# Travail demandé
Recopiez fidèlement le passage de l'extrait fourni qui commence par « 2Dans l’arrêt du » et se poursuit jusqu'à « la société AGIP. ».

# Extrait fourni
***
2Dans l’arrêt du 30 octobre 2012, le litige mettait aux prises la société AGIP France, une SARL Station Denis, et deux époux co-gérants de la SARL. Ces derniers s’étaient portés cautions des dettes de la SARL à l’égard de la société AGIP.

3Les juges consulaires avaient débouté la société créancière de son action à l’encontre des cautions, visiblement pour non-respect de l’article L. 341-2 du Code de la consommation.

4Rappelons que ce texte impose, à peine de nullité, à toute personne physique s’engageant par acte sous seing privé en qualité de caution au profit d’un créancier professionnel de faire précéder sa signature de la mention manuscrite suivante, et uniquement de celle-ci : « En me portant caution de X..., dans la limite de la somme de ... couvrant le paiement du principal, des intérêts et, le cas échéant, des pénalités ou intérêts de retard et pour la durée de ..., je m'engage à rembourser au prêteur les sommes dues sur mes revenus et mes biens si X... n'y satisfait pas lui-même ». Or, en l’espèce, la mention manuscrite ne répondait pas aux exigences légales puisque, quant à la durée, il était énoncé : « pour la durée de la présente convention et de celles pouvant y succéder ». Cette indication résultait du fait que l’acte de cautionnement rappelait qu’une convention de location-gérance avait été conclue pour trois ans avec la société créancière et que pour lui garantir la restitution des sommes correspondant aux ventes des produits confiés sous mandat et éventuellement la restitution des produits eux-mêmes, les époux avaient accepté de se porter cautions. Bref, il s’agissait de lier la durée du cautionnement à celle de la location-gérance.
***
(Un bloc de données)
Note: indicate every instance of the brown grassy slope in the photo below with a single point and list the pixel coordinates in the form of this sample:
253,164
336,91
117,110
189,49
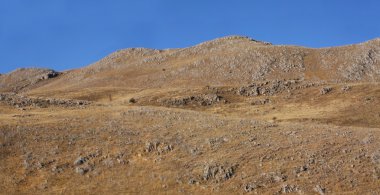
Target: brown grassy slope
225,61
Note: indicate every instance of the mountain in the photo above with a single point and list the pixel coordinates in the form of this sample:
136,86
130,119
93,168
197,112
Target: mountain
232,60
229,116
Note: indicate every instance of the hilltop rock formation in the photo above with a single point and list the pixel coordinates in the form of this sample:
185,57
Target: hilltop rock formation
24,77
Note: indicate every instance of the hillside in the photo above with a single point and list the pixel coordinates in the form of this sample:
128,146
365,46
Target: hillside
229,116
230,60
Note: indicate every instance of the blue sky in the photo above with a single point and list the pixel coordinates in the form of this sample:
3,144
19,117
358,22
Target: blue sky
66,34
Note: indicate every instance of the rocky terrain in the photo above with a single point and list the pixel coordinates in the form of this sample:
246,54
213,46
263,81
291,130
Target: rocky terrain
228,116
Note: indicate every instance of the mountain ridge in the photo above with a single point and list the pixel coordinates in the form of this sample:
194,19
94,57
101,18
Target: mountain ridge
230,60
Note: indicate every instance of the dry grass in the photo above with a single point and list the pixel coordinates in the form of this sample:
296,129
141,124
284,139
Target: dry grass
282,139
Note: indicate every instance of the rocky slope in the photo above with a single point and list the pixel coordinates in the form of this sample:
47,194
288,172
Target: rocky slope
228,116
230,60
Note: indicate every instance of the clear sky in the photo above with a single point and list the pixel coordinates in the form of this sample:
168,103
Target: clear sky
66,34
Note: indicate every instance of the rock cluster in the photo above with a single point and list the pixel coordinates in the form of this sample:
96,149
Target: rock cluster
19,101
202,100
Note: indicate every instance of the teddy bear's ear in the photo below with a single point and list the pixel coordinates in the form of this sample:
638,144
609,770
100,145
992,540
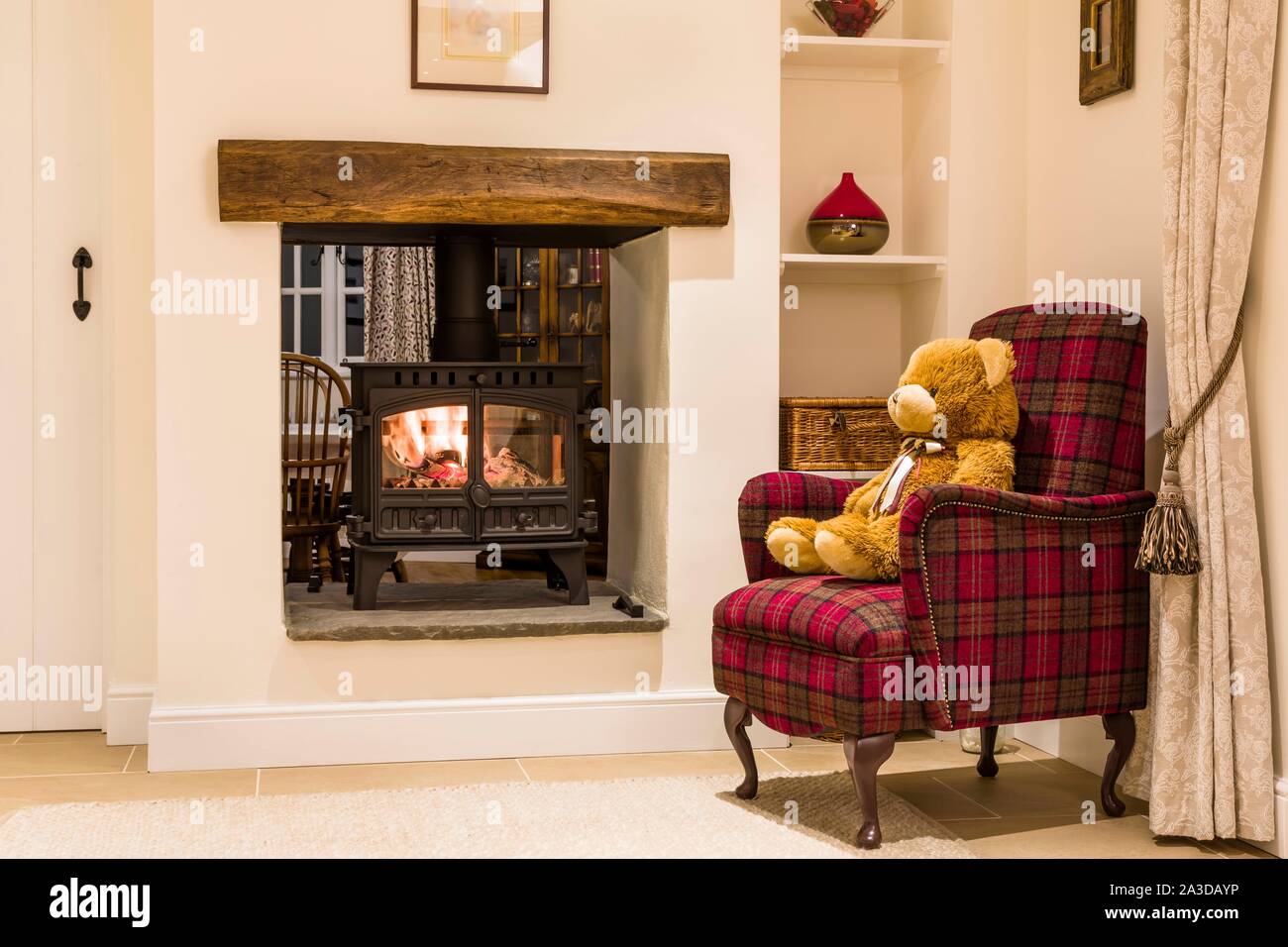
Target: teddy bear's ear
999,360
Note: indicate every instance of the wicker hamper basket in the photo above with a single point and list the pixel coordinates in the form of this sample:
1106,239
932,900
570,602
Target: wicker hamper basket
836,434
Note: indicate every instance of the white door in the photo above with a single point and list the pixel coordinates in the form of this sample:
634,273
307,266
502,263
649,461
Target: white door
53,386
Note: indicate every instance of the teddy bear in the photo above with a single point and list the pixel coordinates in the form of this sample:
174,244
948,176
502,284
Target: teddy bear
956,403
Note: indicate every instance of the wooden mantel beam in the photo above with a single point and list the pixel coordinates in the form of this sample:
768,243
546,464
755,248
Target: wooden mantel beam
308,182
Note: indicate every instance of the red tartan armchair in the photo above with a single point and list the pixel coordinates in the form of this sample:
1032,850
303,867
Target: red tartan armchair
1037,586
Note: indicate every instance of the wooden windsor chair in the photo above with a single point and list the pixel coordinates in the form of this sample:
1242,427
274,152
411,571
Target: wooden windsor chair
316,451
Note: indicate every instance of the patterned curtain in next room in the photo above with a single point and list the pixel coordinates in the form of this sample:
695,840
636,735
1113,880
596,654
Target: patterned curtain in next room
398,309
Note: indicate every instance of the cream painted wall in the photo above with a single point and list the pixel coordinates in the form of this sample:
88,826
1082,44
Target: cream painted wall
***
# Résultat correct
2Dans l’arrêt du 30 octobre 2012, le litige mettait aux prises la société AGIP France, une SARL Station Denis, et deux époux co-gérants de la SARL. Ces derniers s’étaient portés cautions des dettes de la SARL à l’égard de la société AGIP.